Text segment
■ ■ ■

# Need help with two train automation



## DWS (Aug 15, 2010)

Hey all! 

I have been reading these forums for several years, but now I need help with something that I can't seem to find. 

I am putting a train around the ceiling in my son's room and would like to be able to control two trains automatically, without having to do anything more than turn on the power pack (my son is 3 1/2 and doesn't need any more control than this yet!) : )

Basically, the layout is a loop with a through siding (turnout to the main line at both ends.) What I would like to be able to do when power is applied, is this:

The train on the main line makes one trip around the loop and then stops in between the turnouts. Once stopped, the turnouts realign to the siding and the second train makes one trip around the loop and then stops on the siding, in between the turnouts. At this point, the turnouts realign back to their original position and the process repeats over and over. This continues until I turn off track power at the power pack. 

I am running track power and will initially be using a Bachmann Shay and a Bachmann CLimax, each pulling 2-3 short cars. This Christmas, the two trains may be replaced by the new Bachmann Thomas and Percy trains. 

Is there a device or system already in existence that will do all of this automatically? I really don't want to buy a whole DCC system just for this simple layout and eventually I plan to move into battery powered R/C, but not until I retire from the military (at least 6-7 years.) I have seen the "Critter" train devices by Gscalegraphics, but I don't think they will control the turnouts? I would prefer not to have to modify the engines at this point, but could certainly add magnets and such. If some minor modifications are needed, I think I am up to the task. 

Thanks for any help you can provide!

D.W.


----------



## toddalin (Jan 4, 2008)

■ ■ ■

Raw records
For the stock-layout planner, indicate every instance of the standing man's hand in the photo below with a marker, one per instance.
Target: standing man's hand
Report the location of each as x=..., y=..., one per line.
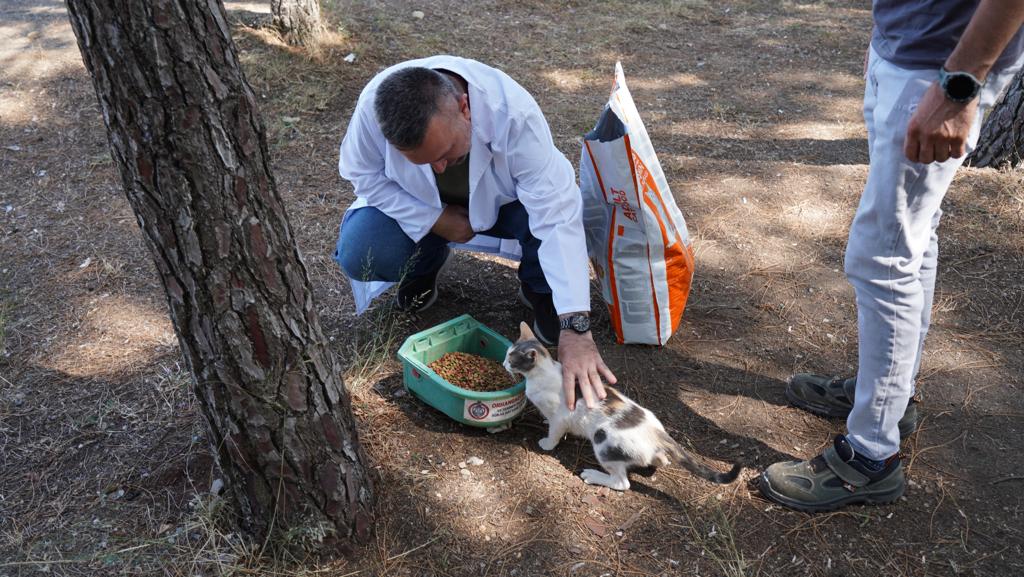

■ ■ ■

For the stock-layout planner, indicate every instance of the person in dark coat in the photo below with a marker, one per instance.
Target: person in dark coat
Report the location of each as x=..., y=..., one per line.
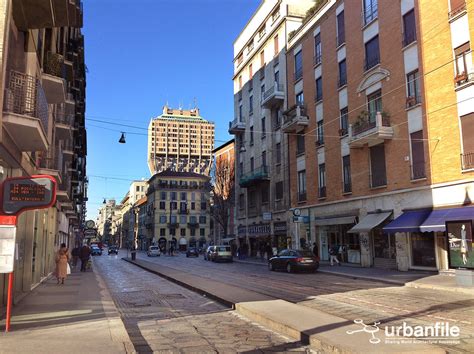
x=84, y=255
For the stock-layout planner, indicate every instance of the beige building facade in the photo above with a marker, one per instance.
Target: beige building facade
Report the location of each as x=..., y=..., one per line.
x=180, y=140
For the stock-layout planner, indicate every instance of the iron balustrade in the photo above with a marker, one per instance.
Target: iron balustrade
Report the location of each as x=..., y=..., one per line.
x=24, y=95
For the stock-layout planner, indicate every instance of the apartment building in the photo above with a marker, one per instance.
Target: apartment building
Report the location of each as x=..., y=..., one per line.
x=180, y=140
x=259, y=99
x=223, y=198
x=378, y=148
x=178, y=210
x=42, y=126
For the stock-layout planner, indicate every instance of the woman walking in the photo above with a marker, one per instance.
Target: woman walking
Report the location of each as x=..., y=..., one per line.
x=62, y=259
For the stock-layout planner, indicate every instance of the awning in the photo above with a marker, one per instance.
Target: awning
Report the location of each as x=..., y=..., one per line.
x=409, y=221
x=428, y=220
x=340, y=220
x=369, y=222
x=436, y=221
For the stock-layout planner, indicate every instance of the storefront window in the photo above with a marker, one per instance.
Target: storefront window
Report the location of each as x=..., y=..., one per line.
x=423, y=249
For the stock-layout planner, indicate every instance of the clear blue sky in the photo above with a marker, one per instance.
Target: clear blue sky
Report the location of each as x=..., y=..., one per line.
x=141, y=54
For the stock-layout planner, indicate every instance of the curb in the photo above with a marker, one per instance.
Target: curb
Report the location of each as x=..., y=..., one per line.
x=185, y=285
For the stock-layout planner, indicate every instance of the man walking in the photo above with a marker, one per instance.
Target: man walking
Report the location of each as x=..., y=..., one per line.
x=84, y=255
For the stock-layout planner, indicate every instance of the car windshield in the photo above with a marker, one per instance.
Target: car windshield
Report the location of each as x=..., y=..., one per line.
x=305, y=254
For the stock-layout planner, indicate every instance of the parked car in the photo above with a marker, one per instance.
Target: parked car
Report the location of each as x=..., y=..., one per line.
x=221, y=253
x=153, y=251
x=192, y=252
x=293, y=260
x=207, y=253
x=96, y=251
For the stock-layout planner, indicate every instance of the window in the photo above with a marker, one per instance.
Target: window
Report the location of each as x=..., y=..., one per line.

■ ■ ■

Goals
1. In the train automation post, copy word for word the passage that begins at the words "# Need help" and stops after the words "seem to find.".
2. According to the train automation post, why does the writer not want to buy a whole DCC system? Answer in one to three sentences.

The responses
1.
# Need help with two train automation



## DWS (Aug 15, 2010)

Hey all! 

I have been reading these forums for several years, but now I need help with something that I can't seem to find.

2. The writer considers a whole DCC system too much for such a simple layout. They also plan to move into battery-powered R/C eventually, though not until retiring from the military in at least 6–7 years.